• [Text provided]:
/---
If you're curious what the "big bet" is right now at frontier AI labs, here's a quick non-technical summary:
The models have effectively been trained on all available human knowledge (internet/books/videos/pictures) for a while now. But we kept making the models bigger to make them better at "predicting the next token". From GPT-1 to GPT-4 it worked incredibly well but has plateaued going from GPT-4 to GPT-4.5.
Along the way, in GPT-3, a technique of incorporating human feedback to show the token prediction engine how to "chat" with us was discovered and that's how ChatGPT was born. There has since been a realization that we might be able to use that same technique to teach the models how to think. (o1, o3, GPT-5 thinking).
What's "thinking"? The model generates a bunch of text hidden from you to show its work. Then it says <DONE_THINKING> after which ChatGPT starts showing you the text it generates. We've even hooked up a computer program to run based on these "thoughts". e.g. If the model thinks "Use Tool, Google: What's the weather today?" a computer program will go and Google the weather and return the results. The model can then incorporate the result of that search into its thoughts. That's what the "reasoning models" are doing, that's why they take so long.
It's been shown the models aren't doing "real reasoning" though, in the human sense. So the idea right now is to get lots of examples of good reasoning and behavior to hopefully teach it how to. So once again a "hypothesis of scaling" but now through behavioral data (coding/computer work) and thinking traces. That data is much harder to get your hands on so there's a bit of a gold rush to figure out how to get lots of it at scale.
\---
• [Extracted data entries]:
/---
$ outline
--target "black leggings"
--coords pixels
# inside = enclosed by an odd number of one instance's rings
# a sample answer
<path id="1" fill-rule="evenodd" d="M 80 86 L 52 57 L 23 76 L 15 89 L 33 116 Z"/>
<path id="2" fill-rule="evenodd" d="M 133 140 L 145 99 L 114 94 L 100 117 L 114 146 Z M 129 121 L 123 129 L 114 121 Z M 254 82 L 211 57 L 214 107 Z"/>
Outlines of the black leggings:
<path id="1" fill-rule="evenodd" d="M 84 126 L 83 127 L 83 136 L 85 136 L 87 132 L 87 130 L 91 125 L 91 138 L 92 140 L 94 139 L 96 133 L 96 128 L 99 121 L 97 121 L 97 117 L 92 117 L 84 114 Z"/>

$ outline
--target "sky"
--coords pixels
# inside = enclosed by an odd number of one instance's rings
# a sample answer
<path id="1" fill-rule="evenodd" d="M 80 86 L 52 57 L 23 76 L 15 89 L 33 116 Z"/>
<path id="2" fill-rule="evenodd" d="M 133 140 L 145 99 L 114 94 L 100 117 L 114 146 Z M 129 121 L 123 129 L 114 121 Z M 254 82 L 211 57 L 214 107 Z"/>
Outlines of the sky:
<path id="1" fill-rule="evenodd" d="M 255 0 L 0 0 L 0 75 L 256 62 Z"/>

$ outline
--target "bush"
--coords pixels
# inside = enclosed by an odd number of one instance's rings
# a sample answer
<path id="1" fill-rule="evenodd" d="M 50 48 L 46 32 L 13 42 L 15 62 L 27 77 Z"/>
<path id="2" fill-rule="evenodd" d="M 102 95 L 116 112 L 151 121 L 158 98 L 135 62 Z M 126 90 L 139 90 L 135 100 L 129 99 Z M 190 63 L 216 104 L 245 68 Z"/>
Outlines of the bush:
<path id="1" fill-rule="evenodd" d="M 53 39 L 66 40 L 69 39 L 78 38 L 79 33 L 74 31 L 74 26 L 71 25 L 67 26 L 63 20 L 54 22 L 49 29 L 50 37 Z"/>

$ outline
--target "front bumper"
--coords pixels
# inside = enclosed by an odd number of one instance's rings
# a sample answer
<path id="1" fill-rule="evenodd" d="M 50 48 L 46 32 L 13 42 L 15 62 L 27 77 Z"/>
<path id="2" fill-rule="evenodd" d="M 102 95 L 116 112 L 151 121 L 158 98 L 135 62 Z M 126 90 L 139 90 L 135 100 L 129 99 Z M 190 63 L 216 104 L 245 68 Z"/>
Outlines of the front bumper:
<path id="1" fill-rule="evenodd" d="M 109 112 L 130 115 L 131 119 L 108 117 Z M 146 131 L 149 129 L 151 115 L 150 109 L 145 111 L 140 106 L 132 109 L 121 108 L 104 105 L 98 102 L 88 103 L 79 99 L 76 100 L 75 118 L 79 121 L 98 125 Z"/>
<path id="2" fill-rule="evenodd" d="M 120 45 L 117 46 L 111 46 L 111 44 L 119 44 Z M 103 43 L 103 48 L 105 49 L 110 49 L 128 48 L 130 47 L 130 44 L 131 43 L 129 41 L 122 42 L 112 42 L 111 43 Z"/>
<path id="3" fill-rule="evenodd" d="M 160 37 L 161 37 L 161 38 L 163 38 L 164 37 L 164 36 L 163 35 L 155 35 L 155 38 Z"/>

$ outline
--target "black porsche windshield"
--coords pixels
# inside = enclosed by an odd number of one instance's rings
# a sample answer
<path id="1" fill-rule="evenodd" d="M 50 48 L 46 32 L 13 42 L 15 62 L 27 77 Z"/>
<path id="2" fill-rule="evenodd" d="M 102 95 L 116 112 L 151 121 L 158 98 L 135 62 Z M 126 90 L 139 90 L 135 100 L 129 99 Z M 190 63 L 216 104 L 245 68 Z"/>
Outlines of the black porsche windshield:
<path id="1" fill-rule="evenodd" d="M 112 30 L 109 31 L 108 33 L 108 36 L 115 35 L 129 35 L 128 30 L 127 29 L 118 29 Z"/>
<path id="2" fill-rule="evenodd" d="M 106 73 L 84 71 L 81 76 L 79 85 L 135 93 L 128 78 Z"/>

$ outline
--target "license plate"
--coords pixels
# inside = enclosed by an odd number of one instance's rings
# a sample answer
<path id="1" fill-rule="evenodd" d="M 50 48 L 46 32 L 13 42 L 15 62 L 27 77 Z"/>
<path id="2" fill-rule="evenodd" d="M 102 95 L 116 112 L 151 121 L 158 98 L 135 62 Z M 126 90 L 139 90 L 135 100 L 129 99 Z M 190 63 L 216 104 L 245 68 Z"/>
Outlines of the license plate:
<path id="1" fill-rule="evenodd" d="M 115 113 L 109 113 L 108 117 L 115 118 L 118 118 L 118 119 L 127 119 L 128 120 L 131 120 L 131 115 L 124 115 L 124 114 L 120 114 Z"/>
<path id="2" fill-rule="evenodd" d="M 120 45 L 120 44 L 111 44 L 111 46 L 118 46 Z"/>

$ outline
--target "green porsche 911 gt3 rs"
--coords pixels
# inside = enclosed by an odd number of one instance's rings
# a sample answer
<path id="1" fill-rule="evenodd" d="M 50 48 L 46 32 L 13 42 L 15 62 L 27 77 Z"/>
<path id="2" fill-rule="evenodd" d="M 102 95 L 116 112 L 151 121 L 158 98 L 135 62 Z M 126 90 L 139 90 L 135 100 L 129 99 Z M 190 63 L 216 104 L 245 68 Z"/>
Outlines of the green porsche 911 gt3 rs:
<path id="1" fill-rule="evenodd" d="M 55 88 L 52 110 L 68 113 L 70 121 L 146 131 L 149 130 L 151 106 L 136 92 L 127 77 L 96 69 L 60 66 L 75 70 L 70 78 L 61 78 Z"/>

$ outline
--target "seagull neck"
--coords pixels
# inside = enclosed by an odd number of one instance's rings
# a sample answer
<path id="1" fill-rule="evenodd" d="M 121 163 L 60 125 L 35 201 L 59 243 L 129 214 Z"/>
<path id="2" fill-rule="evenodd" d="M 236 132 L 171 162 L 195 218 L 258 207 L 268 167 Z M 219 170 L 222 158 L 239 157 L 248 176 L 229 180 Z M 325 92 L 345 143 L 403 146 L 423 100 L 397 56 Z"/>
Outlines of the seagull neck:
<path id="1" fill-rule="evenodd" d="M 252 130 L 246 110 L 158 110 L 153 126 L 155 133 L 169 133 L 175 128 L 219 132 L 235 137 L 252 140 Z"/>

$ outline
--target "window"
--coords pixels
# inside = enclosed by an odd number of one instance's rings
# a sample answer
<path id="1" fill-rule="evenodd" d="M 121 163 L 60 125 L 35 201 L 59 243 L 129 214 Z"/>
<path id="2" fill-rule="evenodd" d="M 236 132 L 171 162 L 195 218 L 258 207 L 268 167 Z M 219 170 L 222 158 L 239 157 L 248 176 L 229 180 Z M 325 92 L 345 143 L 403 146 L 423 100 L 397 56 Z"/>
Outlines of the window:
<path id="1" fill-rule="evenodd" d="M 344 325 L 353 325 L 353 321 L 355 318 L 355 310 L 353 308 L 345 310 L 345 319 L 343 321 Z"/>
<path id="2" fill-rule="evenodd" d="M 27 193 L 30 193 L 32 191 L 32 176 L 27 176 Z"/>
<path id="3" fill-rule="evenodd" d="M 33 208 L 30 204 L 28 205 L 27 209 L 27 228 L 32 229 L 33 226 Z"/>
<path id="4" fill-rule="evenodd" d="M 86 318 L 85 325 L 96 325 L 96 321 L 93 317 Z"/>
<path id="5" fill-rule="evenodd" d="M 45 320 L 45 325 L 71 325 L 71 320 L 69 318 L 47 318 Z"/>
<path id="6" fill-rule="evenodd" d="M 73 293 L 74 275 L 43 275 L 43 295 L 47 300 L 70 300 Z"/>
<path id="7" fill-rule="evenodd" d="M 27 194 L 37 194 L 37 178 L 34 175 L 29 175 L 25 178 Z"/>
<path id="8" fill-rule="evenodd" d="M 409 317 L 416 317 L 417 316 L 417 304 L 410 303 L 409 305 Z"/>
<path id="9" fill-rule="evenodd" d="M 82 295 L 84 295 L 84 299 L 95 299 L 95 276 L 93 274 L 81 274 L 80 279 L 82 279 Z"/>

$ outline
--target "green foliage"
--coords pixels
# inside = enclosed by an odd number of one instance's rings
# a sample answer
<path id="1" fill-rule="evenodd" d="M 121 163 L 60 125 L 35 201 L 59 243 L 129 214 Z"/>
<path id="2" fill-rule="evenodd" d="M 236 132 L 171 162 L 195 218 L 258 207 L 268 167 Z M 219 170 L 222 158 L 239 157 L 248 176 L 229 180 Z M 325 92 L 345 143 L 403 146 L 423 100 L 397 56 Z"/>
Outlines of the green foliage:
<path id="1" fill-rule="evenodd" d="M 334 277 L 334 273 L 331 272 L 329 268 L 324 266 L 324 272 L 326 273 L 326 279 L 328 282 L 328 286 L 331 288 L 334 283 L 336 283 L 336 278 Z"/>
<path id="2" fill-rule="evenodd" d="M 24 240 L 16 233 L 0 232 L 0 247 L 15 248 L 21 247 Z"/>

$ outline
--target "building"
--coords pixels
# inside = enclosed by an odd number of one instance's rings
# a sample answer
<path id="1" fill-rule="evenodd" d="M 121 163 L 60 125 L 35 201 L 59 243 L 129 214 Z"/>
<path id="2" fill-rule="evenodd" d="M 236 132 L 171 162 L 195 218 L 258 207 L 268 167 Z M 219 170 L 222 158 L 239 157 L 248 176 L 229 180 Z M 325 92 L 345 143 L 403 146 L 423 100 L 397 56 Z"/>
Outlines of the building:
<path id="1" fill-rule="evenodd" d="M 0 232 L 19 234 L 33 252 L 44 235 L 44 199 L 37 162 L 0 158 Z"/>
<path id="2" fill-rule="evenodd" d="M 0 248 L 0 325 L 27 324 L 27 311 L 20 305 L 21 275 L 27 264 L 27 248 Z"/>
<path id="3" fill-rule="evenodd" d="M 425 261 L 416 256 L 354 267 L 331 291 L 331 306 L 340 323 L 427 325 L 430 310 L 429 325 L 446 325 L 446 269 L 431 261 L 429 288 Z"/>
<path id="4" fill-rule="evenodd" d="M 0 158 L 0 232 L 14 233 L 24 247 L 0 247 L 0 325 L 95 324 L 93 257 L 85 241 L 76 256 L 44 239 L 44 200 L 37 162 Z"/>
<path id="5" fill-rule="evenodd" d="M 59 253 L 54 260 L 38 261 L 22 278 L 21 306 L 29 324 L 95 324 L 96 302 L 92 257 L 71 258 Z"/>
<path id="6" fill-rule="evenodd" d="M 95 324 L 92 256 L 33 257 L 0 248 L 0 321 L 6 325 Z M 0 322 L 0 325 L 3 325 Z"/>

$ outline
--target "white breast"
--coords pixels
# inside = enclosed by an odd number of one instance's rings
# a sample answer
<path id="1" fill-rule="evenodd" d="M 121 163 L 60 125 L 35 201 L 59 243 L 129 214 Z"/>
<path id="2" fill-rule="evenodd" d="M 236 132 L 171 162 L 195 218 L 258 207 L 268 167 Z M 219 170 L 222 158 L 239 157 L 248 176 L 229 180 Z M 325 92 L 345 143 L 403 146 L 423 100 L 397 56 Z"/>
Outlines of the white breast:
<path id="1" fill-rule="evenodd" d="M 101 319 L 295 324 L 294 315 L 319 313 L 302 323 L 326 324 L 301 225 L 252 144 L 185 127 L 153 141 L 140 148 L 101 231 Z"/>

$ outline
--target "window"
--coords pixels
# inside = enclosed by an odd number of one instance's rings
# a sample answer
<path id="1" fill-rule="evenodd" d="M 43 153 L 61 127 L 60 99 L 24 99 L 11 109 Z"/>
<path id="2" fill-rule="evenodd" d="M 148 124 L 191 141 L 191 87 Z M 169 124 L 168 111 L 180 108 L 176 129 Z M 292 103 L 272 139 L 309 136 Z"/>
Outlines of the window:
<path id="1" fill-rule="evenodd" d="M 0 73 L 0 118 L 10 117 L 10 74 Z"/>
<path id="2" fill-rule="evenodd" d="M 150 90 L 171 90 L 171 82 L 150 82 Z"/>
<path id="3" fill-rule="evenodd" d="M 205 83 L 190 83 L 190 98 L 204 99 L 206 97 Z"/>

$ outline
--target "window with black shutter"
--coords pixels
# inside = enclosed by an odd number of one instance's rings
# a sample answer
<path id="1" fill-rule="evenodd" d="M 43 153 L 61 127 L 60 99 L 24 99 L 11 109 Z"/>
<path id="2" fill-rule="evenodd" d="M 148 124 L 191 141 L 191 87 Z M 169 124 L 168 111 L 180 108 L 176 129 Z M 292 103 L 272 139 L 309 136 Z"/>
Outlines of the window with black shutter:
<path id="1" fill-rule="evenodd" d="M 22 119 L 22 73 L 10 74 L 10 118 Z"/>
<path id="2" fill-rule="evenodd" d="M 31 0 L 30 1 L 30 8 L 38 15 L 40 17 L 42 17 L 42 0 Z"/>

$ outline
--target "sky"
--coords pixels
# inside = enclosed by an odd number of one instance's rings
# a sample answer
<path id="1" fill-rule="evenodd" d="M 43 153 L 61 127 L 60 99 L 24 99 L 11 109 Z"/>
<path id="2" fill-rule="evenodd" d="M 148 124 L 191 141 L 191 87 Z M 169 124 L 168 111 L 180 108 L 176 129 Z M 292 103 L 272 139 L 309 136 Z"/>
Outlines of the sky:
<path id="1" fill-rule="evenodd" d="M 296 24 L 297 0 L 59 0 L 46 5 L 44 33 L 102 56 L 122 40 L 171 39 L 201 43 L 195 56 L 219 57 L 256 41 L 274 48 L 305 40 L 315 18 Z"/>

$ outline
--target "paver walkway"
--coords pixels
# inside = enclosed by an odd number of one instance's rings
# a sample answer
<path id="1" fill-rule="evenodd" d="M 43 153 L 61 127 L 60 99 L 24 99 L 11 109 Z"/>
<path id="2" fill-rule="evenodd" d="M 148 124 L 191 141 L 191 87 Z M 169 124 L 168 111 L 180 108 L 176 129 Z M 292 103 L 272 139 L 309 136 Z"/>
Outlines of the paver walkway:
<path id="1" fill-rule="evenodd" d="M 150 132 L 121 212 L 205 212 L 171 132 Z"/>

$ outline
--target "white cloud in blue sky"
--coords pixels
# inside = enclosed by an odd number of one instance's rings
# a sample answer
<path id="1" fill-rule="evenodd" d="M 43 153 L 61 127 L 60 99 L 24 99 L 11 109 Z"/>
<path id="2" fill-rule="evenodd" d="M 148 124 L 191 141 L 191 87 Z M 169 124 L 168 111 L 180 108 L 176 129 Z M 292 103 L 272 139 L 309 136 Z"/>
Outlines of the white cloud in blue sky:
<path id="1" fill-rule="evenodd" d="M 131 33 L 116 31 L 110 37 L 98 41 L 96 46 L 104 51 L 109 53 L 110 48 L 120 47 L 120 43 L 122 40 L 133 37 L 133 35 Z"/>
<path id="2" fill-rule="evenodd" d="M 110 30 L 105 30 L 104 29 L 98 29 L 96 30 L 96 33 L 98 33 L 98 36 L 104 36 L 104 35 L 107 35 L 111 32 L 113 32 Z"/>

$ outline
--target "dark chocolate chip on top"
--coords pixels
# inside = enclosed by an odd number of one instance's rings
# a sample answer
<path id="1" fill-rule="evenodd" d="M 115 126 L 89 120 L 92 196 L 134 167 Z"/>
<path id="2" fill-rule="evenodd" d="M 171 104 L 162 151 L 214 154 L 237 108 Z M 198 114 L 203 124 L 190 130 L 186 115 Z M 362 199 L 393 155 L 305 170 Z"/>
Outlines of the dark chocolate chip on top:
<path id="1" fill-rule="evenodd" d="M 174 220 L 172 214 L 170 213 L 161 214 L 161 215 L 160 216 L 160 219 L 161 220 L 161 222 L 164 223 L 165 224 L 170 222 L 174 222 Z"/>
\---
• [Required action A]: In the summary of the "big bet" at frontier AI labs, what does the model say once it has finished generating its hidden text?
• [Required action B]: Write the next part of the summary of the "big bet" at frontier AI labs, picking up after its final sentence.
The records are not used here.

• [Task output A]: <DONE_THINKING>

• [Task output B]:
It's also an open question: if you train a model on a massive and diverse enough dataset of "problem solving" from countless different environments (math, code, science, logic puzzles), will it eventually stop memorizing specific solutions and start learning the underlying, abstract reasoning operators (e.g., decomposition, deduction, pattern matching)? If so, can that finally create Artificial General Intelligence (AGI), intelligence that can do anything a human can do?
That's why all the labs are creating "coding agents", buying coding companies (Windsurf), and buying digital "environments" and behavioral/thinking traces. Those are treasure troves of complex digitized reasoning and verifiable outcomes. e.g. You can observe all the steps it took an engineer to solve a problem and how they went about it.
So it's an open question. And some top AI researchers think we need a new approach and this won't work. But for now, Occam's razor, we'll see if this approach will create AGI or it'll be on to the next thing.